Task instructions
Show every line in the entries below that contains the string "tail". Match upper and lower case exactly.

Material for this exercise

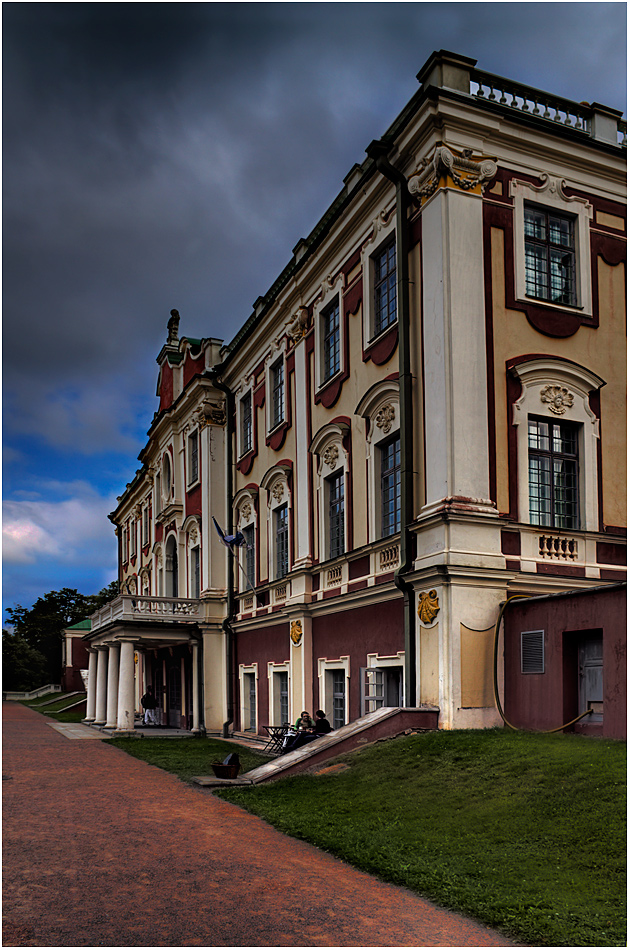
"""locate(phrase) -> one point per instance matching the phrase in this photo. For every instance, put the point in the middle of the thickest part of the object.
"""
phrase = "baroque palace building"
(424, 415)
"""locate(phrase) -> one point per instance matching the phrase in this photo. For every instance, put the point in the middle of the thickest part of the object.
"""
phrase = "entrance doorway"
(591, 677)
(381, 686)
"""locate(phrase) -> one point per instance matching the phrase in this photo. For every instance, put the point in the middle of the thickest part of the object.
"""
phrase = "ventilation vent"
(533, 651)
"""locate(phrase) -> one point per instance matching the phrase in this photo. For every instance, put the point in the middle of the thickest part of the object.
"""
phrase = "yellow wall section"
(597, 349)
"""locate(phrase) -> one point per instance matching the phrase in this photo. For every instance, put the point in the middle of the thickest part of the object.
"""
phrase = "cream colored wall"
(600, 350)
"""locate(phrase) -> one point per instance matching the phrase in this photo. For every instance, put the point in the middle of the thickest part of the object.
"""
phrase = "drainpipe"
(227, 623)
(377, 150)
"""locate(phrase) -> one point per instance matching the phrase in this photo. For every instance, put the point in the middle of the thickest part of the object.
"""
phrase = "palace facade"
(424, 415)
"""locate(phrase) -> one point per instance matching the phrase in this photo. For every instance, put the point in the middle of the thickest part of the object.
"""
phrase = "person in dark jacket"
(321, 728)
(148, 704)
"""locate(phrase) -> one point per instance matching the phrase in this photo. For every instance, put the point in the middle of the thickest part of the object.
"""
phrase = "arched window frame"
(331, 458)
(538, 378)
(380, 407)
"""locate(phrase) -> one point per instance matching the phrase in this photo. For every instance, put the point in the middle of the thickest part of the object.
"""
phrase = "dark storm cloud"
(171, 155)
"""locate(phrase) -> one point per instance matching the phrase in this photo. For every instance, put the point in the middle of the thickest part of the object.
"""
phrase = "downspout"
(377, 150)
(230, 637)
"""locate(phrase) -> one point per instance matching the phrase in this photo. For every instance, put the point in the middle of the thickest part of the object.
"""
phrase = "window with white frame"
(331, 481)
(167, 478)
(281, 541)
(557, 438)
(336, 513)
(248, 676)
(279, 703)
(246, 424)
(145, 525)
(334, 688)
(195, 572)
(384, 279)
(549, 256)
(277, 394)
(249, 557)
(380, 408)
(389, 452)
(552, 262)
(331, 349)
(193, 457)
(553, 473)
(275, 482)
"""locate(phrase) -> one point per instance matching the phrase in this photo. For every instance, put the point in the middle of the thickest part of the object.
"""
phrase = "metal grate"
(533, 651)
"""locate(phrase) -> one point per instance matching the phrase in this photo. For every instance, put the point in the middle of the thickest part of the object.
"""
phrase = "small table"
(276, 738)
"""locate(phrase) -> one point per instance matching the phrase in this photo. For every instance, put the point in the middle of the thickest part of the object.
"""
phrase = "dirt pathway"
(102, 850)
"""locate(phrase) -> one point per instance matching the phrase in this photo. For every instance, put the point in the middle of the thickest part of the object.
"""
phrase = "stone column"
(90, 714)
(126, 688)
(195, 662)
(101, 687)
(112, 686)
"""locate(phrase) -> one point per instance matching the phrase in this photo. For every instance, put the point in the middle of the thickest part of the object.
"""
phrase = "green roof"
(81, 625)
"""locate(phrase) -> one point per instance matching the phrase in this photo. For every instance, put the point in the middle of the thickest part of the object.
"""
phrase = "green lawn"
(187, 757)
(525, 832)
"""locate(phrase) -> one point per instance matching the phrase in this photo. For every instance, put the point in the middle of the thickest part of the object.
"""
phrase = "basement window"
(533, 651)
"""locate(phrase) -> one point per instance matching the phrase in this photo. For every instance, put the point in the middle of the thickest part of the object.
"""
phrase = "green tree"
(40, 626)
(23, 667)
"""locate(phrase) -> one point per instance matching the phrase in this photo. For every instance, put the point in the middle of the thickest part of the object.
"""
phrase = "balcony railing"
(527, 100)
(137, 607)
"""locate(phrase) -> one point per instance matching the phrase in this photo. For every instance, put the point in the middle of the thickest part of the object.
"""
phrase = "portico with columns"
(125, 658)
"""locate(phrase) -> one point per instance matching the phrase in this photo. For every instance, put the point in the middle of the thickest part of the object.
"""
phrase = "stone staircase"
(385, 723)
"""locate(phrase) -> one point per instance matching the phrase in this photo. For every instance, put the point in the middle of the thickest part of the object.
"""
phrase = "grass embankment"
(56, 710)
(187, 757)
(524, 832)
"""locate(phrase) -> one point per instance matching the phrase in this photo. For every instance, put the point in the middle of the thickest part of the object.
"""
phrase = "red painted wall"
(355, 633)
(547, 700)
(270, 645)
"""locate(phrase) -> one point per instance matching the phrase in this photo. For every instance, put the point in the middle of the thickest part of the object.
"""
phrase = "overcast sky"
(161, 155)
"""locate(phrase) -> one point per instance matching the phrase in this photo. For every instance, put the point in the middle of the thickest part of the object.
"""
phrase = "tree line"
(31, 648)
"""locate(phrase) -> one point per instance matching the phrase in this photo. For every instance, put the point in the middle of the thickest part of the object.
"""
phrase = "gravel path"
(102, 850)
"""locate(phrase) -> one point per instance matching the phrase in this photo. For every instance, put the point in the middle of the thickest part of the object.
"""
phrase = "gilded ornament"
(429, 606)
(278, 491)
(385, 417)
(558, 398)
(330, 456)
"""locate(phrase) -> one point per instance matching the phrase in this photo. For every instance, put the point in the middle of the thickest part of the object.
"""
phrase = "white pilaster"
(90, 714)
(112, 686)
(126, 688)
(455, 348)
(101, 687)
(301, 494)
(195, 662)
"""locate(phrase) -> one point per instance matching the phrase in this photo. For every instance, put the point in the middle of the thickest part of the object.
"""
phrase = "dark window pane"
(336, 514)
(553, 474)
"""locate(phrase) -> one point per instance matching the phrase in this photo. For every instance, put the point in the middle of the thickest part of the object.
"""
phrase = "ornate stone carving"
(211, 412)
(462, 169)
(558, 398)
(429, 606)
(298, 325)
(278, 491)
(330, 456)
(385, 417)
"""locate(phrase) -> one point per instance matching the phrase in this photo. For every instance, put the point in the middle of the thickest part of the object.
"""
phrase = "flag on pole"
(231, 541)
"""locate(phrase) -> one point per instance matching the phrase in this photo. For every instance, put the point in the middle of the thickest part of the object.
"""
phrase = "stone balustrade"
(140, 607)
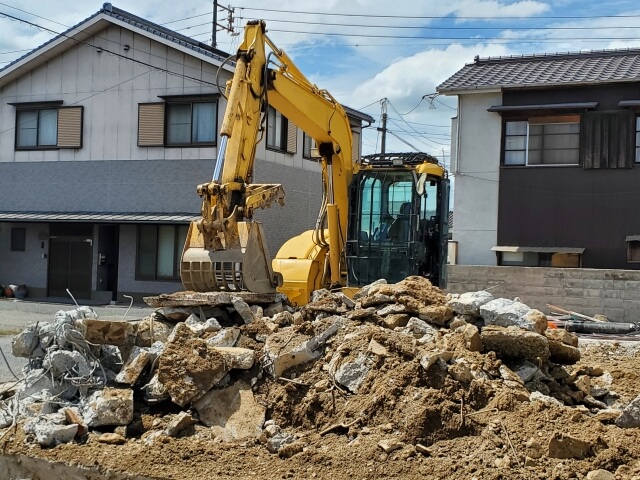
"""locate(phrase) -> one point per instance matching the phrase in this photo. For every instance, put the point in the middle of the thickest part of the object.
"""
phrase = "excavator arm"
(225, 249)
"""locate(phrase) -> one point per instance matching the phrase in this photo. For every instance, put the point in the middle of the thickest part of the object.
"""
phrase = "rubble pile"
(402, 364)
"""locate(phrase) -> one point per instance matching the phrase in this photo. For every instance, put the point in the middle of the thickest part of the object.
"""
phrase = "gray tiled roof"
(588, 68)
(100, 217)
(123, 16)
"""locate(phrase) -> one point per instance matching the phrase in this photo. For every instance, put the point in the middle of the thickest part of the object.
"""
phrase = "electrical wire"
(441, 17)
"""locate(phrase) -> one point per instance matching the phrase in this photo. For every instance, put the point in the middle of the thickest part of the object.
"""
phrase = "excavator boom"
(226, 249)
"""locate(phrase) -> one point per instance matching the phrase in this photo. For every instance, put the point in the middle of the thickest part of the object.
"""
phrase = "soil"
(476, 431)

--

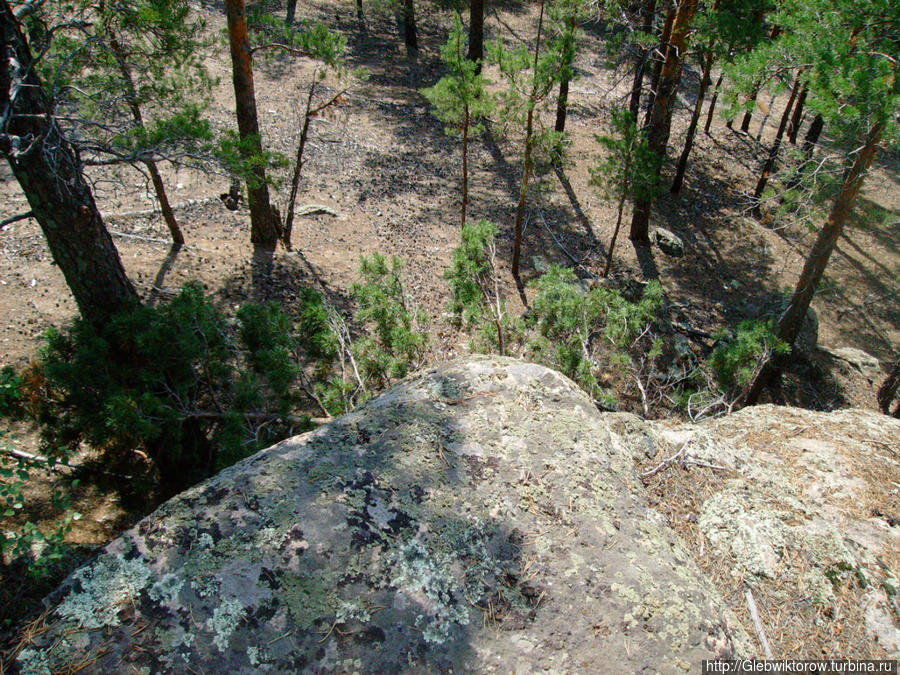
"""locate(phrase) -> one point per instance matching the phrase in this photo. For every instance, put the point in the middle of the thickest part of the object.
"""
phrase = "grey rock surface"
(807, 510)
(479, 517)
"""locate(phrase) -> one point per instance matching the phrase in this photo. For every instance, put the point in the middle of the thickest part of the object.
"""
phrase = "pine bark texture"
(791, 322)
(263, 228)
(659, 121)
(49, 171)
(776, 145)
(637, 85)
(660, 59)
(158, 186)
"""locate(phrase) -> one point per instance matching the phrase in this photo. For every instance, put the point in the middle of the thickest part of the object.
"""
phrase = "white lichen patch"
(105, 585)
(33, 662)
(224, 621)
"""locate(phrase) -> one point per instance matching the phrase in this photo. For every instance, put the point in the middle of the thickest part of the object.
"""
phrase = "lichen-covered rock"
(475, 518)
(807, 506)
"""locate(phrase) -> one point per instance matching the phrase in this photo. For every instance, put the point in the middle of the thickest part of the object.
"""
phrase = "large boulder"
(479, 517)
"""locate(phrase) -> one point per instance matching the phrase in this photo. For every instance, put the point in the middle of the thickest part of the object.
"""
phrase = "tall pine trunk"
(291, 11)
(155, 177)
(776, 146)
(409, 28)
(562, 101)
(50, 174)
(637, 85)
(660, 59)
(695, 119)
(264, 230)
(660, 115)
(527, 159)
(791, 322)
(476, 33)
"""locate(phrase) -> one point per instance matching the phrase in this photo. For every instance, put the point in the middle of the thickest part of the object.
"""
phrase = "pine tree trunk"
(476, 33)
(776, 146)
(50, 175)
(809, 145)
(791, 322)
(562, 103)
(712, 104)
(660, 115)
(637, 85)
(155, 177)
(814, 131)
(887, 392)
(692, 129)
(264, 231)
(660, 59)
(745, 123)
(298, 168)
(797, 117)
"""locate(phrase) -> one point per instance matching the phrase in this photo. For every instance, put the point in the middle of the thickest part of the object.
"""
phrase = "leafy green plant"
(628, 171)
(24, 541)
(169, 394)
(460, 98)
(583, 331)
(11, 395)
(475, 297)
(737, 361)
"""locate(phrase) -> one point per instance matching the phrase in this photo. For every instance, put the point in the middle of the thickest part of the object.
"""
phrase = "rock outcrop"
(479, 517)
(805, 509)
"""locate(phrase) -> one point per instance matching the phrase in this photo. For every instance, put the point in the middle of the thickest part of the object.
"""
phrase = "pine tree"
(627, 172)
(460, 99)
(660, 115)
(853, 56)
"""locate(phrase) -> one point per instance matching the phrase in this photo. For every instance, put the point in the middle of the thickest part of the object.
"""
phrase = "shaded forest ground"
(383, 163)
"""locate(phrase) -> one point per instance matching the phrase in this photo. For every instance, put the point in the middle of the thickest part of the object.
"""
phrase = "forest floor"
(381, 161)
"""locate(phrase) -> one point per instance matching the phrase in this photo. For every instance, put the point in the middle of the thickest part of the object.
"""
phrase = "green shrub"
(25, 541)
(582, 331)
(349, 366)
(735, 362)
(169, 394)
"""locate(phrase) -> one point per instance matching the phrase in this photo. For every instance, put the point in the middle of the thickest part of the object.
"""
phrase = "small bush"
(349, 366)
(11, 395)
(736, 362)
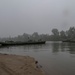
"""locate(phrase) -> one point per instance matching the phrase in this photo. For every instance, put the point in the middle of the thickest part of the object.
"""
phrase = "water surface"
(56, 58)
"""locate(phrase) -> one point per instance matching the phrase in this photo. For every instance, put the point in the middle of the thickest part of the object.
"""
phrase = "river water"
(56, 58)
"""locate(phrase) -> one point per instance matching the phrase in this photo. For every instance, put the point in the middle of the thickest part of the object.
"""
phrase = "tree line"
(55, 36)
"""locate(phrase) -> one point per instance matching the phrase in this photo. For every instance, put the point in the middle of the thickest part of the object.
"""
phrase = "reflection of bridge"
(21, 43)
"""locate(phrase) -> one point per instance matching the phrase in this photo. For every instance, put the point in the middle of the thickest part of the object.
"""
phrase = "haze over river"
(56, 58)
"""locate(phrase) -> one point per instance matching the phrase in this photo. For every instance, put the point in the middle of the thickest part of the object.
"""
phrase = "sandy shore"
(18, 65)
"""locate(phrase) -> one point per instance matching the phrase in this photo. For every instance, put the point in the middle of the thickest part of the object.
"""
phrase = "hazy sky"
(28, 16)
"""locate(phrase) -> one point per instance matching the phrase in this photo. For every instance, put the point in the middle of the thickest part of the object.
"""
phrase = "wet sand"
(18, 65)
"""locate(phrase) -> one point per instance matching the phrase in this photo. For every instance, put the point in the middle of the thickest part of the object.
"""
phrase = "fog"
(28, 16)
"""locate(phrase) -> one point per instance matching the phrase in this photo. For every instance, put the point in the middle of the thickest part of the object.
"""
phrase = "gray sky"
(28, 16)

---

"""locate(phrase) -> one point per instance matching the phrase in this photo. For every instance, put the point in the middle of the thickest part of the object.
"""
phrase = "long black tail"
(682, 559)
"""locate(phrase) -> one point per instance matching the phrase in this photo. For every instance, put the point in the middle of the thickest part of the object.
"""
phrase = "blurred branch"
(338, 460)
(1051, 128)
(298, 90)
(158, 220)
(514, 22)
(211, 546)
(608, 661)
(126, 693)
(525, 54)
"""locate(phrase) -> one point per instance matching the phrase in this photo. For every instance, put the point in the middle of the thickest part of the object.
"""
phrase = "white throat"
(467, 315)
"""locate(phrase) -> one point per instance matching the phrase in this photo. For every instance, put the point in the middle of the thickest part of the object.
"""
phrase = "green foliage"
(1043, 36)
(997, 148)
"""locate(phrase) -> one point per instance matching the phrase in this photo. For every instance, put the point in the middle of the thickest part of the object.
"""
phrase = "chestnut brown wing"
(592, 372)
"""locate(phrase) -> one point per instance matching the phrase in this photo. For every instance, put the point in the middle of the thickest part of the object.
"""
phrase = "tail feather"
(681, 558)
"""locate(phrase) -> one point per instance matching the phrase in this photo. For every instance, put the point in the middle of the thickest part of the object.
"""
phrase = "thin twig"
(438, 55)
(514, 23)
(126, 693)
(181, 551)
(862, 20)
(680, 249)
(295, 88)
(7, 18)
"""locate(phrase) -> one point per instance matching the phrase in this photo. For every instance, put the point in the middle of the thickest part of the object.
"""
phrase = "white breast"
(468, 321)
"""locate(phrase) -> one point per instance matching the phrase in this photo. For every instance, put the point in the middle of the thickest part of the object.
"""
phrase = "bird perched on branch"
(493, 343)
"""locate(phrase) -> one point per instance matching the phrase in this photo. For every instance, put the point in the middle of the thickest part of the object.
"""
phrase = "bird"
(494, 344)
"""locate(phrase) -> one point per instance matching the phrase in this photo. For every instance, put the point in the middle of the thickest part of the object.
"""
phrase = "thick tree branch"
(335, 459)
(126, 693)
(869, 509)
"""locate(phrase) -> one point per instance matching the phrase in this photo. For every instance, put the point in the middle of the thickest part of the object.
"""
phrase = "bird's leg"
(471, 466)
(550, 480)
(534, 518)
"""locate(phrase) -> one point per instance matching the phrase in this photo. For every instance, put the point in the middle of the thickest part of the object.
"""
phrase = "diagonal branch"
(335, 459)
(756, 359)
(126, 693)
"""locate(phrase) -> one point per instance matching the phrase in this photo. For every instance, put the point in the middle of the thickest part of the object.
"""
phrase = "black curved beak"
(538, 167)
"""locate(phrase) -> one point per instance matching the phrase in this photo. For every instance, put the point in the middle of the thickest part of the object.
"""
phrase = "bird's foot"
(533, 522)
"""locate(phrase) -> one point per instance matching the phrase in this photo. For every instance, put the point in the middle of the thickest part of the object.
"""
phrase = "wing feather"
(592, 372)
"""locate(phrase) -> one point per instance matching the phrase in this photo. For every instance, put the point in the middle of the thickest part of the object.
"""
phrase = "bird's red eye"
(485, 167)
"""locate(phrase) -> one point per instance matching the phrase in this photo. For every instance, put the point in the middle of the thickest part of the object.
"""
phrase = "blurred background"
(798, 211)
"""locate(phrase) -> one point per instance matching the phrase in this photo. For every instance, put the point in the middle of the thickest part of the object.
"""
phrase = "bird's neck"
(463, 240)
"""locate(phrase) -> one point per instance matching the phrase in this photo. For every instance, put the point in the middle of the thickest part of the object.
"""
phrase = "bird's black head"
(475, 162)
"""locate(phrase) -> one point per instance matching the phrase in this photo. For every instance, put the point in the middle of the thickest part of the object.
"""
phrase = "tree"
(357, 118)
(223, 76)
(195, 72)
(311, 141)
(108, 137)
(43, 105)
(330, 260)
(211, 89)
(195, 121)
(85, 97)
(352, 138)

Correct answer
phrase = "long black tail"
phrase = "tail feather"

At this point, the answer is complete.